プロ棋士として、また、人の頭脳を体現する知性の持ち主として早くから人工知能の研究に協力するなど研究者・経営者たちと折りにふれ交流してきた羽生さんは、人間との違いとして「人工知能には美意識がない」「思考がブラックボックスである」ことを挙げる。
恐怖心を持つことなく過去のデータに基づいた最適解を選ぶ人工知能に、なぜそんな危険な手を選ぶのかと驚く一方で、人が美意識(危険を察知する防衛本能に由来するもの)の中で認識できていない他のところに確度の高い選択肢がある可能性は十分あると羽生さんは言う。
また、人工知能の思考はブラックボックスであり、どういうプロセスを経てその回答に辿り着いたか解明できず推測も難しいことから、人工知能が政治や経済の意思決定に関与するようになった場合には、意思決定の過程がブラックボックスであることに多くの人が不安を覚えるのではないか、その際は政策決定者が人々に分かりやすく説明できるかが重要であるとも語る。

§ あなたの課題: 人工知能と人間の違いについて羽生さんの見解を述べた上記の文章の続きを、最後の文の後から書いてください。

§ 保存データ:
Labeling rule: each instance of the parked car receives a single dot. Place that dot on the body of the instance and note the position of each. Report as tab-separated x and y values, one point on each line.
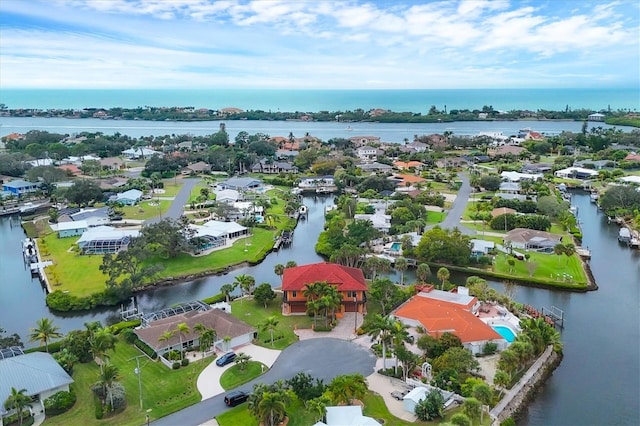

§ 記述回答:
Wikipediaによると、レイ・カーツワイルは2017年3月、シンギュラリティの概念を提唱した2005年当時の予測より技術開発の進捗が早くなっていることから技術的特異点の到来は2029年に早まるとの見解を示すとともに、その際、人間の論理的思考を司る大脳新皮質を人為的に拡張することで、人類がポスト・ヒューマンに進化するというシナリオを提示したとのこと。
やばい。鉄腕アトムとターミネーターをもう一度見なきゃ。

なお、羽生さんは重要な対局の棋譜はプリントアウトして実際に盤面に駒を並べるそうですが、ある程度溜まったらそのプリントは捨てる。そう決めておけば、ここで覚えないともう見られなくなると覚悟を決めて学べるとのこと。たいへん勉強になりました!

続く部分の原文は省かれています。